ACTIONS TO TAKE
1. According to the Phoenix wiring thread, what is the component that Phoenix calls the "Speed reed"?
2. Reproduce the stretch of the Phoenix wiring thread from "That's normal. What" through "that is obvious...".

I got the wiring diagram today from Phoenix, Does it look good to you guys?


----------



## Greg Elmassian (Jan 3, 2008)

Whatever they say, not familiar with the model 97 and PWM from motor. Having motor input AND a speed reed confuses me, seems strange. 

Greg


----------



## East Broad Top (Dec 29, 2007)

That's normal. What Phoenix calls "Speed reed" is just the chuff trigger (or for diesels, the motor rev trigger). That's how the Phoenix knows the wheels are turning, and the rate at which they are. The voltage from the motor is used for polarity-sensitive things (directional whistles, etc.) and to trigger automatic sounds like start-off hiss, automatic grade crossing, etc. I don't know if the '97 Phoenix board does this, but 2K2 and later use changes in the rate of chuff to vary the volume of the chuff to simulate applying the throttle when accelerating or closing the throttle when decelerating. 

Later, 

K


----------



## Greg Elmassian (Jan 3, 2008)

Sigh... yes kevin, that is obvious... 

Let me rewrite the sentence for you: 

Having motor input AND a speed reed confuses me, seems strange. BECAUSE WITH THE REED SWITCH INPUTS YOU SHOULD NOT NEED ANY MOTOR INPUTS. 

Regards, Greg


----------



## East Broad Top (Dec 29, 2007)

Sorry, Greg, you responded while I was editing my post to clarify; the Phoenix uses both voltage and locomotive speed for different aspects of sound control.

Excerpts from point annotation data
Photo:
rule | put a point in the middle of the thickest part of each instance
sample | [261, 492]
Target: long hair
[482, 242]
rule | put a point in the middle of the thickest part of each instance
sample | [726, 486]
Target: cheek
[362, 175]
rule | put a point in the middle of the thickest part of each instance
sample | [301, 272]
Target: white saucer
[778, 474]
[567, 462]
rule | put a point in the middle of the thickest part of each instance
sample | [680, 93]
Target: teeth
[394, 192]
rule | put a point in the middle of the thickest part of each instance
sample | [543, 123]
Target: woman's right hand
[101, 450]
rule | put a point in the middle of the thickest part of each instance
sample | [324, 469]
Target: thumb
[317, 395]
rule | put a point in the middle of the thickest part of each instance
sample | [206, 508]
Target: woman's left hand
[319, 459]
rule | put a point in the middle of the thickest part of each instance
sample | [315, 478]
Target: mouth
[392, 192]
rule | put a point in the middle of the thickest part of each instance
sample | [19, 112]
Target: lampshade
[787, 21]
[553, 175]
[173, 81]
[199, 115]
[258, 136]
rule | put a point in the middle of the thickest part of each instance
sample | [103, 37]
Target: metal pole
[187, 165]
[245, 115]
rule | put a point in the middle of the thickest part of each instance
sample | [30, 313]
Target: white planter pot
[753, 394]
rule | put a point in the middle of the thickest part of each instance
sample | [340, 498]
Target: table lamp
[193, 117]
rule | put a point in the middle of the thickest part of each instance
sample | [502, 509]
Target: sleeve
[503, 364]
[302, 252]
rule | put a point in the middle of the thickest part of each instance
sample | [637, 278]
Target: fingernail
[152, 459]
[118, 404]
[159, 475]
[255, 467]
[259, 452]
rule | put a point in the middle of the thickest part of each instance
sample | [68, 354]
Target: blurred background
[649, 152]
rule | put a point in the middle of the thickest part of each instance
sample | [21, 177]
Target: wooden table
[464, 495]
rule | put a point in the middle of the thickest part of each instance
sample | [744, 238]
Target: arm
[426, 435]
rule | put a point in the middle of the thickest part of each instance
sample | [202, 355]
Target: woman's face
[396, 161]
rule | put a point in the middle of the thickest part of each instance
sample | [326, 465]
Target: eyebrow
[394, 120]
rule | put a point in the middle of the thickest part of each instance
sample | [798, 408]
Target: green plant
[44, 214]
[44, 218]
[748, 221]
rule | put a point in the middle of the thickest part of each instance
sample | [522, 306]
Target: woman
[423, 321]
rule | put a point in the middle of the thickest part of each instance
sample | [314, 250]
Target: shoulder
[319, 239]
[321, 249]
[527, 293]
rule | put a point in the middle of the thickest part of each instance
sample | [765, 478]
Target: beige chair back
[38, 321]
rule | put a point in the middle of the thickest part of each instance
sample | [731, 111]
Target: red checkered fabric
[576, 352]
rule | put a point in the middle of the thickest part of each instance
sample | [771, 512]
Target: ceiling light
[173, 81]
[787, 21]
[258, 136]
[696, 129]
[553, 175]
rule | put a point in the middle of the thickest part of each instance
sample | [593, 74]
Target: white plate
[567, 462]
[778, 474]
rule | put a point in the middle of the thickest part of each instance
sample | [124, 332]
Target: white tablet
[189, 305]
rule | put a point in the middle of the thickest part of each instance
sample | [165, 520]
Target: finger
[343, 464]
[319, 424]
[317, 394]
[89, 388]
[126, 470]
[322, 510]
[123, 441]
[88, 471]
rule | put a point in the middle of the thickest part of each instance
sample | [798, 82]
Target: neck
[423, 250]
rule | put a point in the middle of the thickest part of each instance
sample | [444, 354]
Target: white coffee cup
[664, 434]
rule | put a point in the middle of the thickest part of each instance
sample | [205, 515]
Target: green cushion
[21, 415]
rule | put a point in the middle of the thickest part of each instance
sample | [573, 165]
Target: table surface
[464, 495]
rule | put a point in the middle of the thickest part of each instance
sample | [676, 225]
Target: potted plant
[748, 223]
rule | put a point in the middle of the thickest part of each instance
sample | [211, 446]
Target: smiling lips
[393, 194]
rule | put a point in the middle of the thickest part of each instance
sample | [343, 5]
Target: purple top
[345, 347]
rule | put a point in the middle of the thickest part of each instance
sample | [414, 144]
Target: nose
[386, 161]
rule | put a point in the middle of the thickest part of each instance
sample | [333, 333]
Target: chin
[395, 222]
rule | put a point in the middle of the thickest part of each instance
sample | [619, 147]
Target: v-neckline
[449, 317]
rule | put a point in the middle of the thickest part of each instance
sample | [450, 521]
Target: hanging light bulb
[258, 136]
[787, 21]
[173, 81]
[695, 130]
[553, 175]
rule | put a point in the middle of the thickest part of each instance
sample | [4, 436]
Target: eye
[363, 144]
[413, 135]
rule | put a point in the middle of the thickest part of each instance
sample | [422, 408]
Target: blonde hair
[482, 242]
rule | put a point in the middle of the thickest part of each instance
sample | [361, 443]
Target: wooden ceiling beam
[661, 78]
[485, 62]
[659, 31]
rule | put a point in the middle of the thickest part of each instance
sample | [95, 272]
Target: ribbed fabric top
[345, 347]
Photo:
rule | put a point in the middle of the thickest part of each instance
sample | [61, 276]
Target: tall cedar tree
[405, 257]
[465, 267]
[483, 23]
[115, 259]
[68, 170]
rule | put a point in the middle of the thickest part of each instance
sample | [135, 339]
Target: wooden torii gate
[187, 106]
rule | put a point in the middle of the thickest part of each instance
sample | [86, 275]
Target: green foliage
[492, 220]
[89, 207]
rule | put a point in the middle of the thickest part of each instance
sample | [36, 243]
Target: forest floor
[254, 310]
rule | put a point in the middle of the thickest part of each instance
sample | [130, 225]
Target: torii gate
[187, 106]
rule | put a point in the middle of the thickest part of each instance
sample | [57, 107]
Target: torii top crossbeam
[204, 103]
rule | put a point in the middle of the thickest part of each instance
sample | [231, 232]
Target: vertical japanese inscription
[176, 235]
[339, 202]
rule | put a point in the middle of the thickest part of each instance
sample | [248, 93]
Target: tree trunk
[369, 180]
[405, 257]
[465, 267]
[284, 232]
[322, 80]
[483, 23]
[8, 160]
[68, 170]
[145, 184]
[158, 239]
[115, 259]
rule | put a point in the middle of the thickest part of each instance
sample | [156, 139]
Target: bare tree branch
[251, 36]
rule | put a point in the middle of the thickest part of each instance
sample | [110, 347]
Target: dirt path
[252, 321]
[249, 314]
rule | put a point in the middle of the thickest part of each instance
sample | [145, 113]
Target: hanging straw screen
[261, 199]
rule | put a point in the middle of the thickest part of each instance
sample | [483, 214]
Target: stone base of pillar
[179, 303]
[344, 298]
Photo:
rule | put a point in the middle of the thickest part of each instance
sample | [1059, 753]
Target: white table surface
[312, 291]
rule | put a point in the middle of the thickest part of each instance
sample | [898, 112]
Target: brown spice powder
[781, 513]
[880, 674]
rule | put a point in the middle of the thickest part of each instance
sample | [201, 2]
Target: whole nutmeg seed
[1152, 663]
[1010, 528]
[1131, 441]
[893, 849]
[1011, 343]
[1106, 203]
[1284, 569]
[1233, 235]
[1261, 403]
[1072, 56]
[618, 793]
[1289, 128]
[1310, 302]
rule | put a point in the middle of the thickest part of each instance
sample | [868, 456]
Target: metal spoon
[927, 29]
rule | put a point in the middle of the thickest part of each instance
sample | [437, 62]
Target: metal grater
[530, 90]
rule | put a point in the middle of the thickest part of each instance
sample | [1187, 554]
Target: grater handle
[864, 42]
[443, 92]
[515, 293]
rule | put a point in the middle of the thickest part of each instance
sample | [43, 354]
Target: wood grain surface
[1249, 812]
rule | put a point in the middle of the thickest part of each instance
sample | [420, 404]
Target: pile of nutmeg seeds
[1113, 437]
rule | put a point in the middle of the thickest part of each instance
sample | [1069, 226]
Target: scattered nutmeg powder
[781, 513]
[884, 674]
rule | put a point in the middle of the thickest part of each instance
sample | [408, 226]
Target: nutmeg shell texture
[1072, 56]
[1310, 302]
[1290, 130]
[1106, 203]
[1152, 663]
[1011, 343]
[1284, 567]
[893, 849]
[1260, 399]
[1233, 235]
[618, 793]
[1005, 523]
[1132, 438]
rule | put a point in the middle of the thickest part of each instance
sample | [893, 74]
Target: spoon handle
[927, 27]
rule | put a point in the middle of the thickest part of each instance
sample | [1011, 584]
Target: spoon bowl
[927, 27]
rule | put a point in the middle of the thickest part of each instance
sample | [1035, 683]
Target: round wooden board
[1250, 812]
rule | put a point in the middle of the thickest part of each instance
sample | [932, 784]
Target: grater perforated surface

EXPECTED ANSWERS
1. The chuff trigger, or the motor rev trigger on diesels.

2.
That's normal. What Phoenix calls "Speed reed" is just the chuff trigger (or for diesels, the motor rev trigger). That's how the Phoenix knows the wheels are turning, and the rate at which they are. The voltage from the motor is used for polarity-sensitive things (directional whistles, etc.) and to trigger automatic sounds like start-off hiss, automatic grade crossing, etc. I don't know if the '97 Phoenix board does this, but 2K2 and later use changes in the rate of chuff to vary the volume of the chuff to simulate applying the throttle when accelerating or closing the throttle when decelerating. 

Later, 

K


----------



## Greg Elmassian (Jan 3, 2008)

Sigh... yes kevin, that is obvious...